◆ **Work to be completed**:
Put each line of the records below into a numbered list, skipping any blank lines. Leave the pictures out of your answer.

◆ **Given data**:

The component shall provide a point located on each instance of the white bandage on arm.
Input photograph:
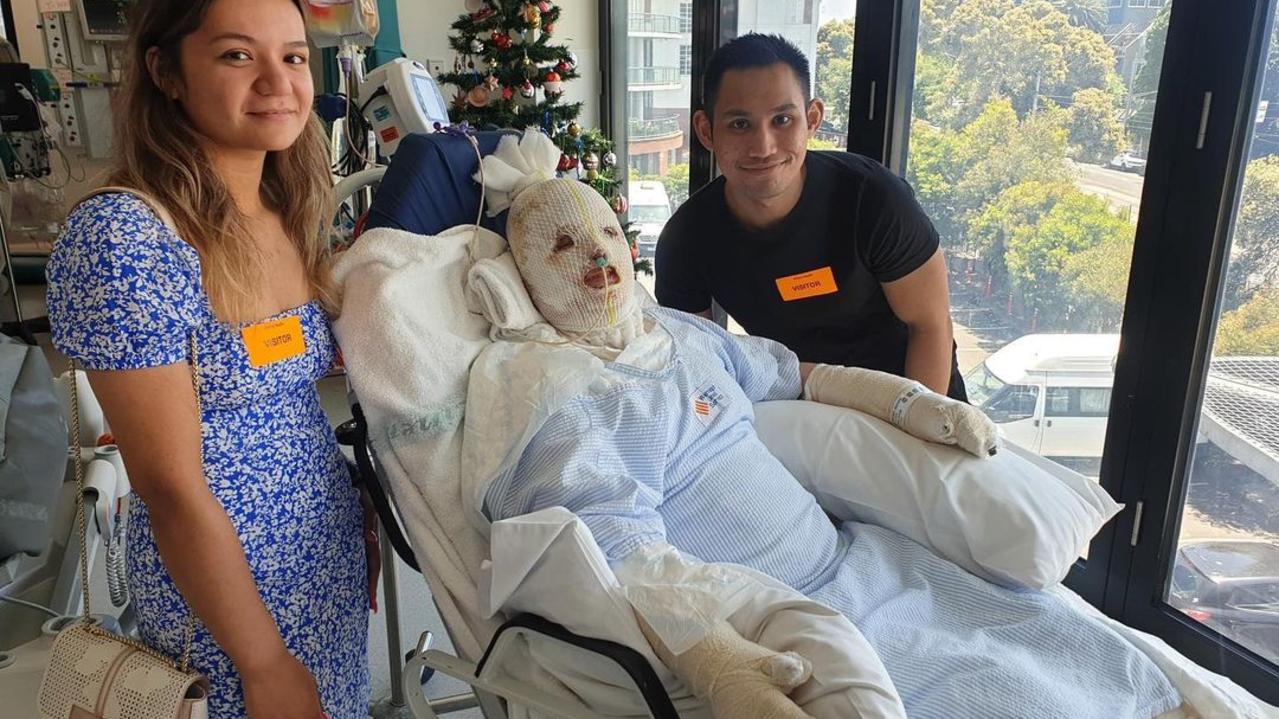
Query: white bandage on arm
(907, 404)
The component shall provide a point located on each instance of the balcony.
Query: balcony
(654, 128)
(640, 79)
(647, 24)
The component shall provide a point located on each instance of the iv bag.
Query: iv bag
(340, 22)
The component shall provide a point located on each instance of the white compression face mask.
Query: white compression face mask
(573, 257)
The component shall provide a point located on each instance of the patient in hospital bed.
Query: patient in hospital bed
(640, 421)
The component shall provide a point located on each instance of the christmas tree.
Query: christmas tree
(509, 74)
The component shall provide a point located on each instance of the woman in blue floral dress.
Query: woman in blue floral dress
(244, 512)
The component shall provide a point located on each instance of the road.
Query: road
(1121, 189)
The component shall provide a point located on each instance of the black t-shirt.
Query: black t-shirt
(856, 225)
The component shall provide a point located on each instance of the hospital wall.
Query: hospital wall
(425, 37)
(26, 19)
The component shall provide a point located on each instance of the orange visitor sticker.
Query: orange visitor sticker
(274, 340)
(803, 285)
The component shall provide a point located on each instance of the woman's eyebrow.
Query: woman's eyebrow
(251, 40)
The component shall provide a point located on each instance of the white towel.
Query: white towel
(514, 165)
(408, 342)
(495, 288)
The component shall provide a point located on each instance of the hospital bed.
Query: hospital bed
(426, 189)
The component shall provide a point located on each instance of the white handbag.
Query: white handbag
(96, 674)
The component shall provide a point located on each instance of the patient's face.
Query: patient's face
(560, 233)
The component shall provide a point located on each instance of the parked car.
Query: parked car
(1050, 394)
(1233, 587)
(650, 209)
(1128, 161)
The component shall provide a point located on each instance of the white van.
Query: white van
(650, 209)
(1050, 394)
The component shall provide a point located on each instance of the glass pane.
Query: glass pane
(1027, 150)
(659, 68)
(1225, 571)
(824, 32)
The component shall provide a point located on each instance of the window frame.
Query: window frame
(1188, 195)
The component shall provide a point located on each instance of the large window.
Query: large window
(659, 91)
(1225, 569)
(1027, 151)
(1077, 195)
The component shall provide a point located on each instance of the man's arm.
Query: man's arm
(922, 301)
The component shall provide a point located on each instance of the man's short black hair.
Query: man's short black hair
(752, 50)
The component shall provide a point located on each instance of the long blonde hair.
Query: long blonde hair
(159, 151)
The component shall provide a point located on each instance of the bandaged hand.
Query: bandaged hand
(907, 404)
(737, 677)
(682, 605)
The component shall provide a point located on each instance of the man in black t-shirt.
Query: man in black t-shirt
(825, 252)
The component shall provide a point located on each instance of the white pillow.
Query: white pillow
(1016, 520)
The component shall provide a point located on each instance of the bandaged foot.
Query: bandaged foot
(738, 677)
(907, 404)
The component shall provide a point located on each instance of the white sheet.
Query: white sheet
(539, 555)
(549, 564)
(408, 342)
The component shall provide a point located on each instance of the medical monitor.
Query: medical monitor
(104, 21)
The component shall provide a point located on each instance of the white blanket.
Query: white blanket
(408, 342)
(536, 557)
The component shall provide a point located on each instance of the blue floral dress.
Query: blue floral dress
(124, 292)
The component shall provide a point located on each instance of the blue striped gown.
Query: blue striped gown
(673, 457)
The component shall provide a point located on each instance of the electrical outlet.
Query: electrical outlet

◆ **Exercise solution**:
1. The component shall provide a point located on each instance of the white bandage on arm.
2. Input photograph:
3. Query: white bandage on arm
4. (907, 404)
5. The component shall provide a point located on each instance of the balcony.
6. Query: balcony
7. (654, 128)
8. (640, 79)
9. (647, 24)
10. The component shall provide a point located on each instance of the iv bag.
11. Query: iv bag
12. (340, 22)
13. The component shall provide a point located on each instance of the white compression face mask.
14. Query: white compression face mask
15. (573, 257)
16. The component shall provide a point located on each instance of the patient in hospital bed.
17. Query: patient in hospital bed
18. (640, 421)
19. The component shall provide a point located on each instance of the christmas tree.
20. Query: christmas tree
21. (509, 74)
22. The component shall provide a point located on each instance of the woman in blue floral dress.
23. Query: woman in blue floral dress
24. (244, 512)
25. The component shall provide a point located on each instance of the road.
26. Query: road
27. (1121, 189)
28. The component shall provide a point located on each instance of the black t-shirt.
29. Query: black t-shirt
30. (856, 225)
31. The component shall provide a point located on each instance of the hospital wall.
32. Query: hospital wall
33. (425, 37)
34. (26, 19)
35. The component shall provide a point located on each instance of the orange visitor sticker.
36. Query: orange visitor sticker
37. (274, 340)
38. (803, 285)
39. The component shall provide a point located on each instance of the woman's eyebrow.
40. Query: woman's eyebrow
41. (251, 40)
42. The component shall provide a point located on each instance of the white towel.
43. Query: white towel
44. (514, 165)
45. (408, 342)
46. (495, 288)
47. The component shall provide a point located on each instance of the hospital bed.
48. Query: hospital bed
49. (426, 189)
50. The component shall provide a point located on each instance of the white handbag.
51. Query: white handbag
52. (96, 674)
53. The component shall provide a point located on each instance of the patient's face.
54. Query: patient's face
55. (560, 233)
56. The component shall provide a point located on each instance of the parked car.
57. Query: parked car
58. (1050, 394)
59. (1233, 587)
60. (650, 209)
61. (1128, 161)
62. The component shall provide a point located on each instance of the white van.
63. Query: white van
64. (650, 209)
65. (1050, 394)
66. The component shall provide a point located on each instance of the glass pane.
67. Query: glass pane
68. (1027, 150)
69. (659, 68)
70. (1225, 571)
71. (824, 32)
72. The component shall provide a point located on each instance of the window frame.
73. Query: window frame
74. (1188, 195)
75. The component shall provide a point located on each instance of the large window.
76. Query: large window
77. (659, 91)
78. (1225, 569)
79. (1027, 151)
80. (1077, 195)
81. The component shall provide a point located on each instance of the man's arm.
82. Query: man's arm
83. (922, 301)
84. The component shall provide a point located on each instance of the man's short black hair.
85. Query: man's short black hair
86. (752, 50)
87. The component shall provide a point located on each instance of the long blonde hair.
88. Query: long blonde hair
89. (159, 151)
90. The component shall provide a point located on each instance of the bandaged hand.
91. Query: bandaged hand
92. (907, 404)
93. (737, 677)
94. (682, 605)
95. The component shall provide a point located on each instance of the man in black t-shirt.
96. Query: man in black t-shirt
97. (825, 252)
98. The component shall provide a point located on each instance of the white pillow.
99. Query: white pillow
100. (1016, 520)
101. The component shall provide a point located on each instance of the bandaged foot.
102. Query: bandaged foot
103. (738, 677)
104. (907, 404)
105. The component shall provide a point located on each instance of the white sheet.
106. Query: white sheet
107. (539, 555)
108. (549, 564)
109. (408, 342)
110. The component shall provide a point located on each instance of the medical monitor.
111. Query: medical monitor
112. (104, 21)
113. The component shall provide a point located on each instance of the white blanket.
114. Query: white blanket
115. (408, 342)
116. (536, 557)
117. The component shall provide a point located on each instance of the blue floral dress.
118. Query: blue floral dress
119. (124, 292)
120. The component shall provide a point located on each instance of the blue striped gown.
121. Query: blue striped gown
122. (673, 457)
123. The component shall provide a point located on each instance of the electrical outlet.
124. Query: electrical outlet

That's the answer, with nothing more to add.